Emit the line that holds "Mark the grassy" and all lines following it through the end of the data, verbatim, and nothing else.

Items from a data source
#####

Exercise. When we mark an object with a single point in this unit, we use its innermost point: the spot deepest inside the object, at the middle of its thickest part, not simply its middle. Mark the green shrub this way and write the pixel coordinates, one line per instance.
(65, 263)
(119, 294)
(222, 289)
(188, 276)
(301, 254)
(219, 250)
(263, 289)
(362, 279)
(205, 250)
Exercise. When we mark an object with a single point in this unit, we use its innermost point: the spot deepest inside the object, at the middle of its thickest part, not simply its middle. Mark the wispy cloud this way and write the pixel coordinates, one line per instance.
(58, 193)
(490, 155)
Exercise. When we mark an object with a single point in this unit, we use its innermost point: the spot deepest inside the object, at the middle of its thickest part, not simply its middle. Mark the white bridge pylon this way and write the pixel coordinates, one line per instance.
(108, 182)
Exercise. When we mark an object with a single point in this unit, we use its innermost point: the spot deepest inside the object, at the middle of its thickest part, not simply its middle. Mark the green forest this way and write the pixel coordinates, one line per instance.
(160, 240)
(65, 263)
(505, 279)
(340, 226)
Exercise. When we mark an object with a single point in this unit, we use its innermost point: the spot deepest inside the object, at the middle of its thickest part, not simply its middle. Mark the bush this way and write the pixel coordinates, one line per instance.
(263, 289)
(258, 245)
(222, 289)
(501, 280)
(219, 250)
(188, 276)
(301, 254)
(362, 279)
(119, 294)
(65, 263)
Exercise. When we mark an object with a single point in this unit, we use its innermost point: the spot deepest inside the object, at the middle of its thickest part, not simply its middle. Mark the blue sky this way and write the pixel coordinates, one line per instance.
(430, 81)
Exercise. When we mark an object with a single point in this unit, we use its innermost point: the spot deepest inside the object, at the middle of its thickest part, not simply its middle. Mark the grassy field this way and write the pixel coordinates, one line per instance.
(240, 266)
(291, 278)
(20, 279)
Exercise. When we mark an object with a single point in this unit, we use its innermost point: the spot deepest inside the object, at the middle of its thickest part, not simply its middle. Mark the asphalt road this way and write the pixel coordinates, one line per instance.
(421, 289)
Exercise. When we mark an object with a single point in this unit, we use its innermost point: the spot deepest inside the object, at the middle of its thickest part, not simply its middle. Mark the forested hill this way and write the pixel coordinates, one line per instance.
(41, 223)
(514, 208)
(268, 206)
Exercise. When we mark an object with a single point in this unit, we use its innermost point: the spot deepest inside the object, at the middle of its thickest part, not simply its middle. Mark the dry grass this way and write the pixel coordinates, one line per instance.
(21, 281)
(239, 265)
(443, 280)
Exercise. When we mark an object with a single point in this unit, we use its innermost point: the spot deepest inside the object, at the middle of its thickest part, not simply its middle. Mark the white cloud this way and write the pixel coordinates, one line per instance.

#####

◆ Written answer:
Exercise. When we mark an object with a single point in this unit, we use its innermost point: the spot deepest inside the object, at the middle of its thickest part, not simply its middle. Mark the grassy field this way and write the pixel coordinates, one line per instance.
(240, 266)
(291, 278)
(20, 279)
Exercise. When we mark an object with a single point in this unit, we use its innermost point: the spot deepest inside the object, at the middle of its thickest part, not simply its middle. Mark the asphalt road this way and write the pixel coordinates, one line per instance.
(421, 289)
Exercise. When we mark an object with a single point in this unit, we use its innermost point: the spot deepest inside the object, at the middle of its thickest part, not simply its middle. Mark the forested hill this way and write the pixel coordinates, one line per instance.
(41, 223)
(514, 208)
(268, 206)
Exercise. When we mark an object with a single point in this unit, we use its innermost point: the spot deepest inside the object, at the middle of its thickest part, not simply its middle. Mark the dry grass this way and write the pixel coordinates, one line per instance.
(21, 281)
(239, 265)
(443, 280)
Exercise. When we mark an object with a single point in this unit, we use its innermost point: the spot deepest inside the object, at the middle of its thickest part, not simply its middle. Mark the white cloud this way and write the pixel coordinates, one line per instance.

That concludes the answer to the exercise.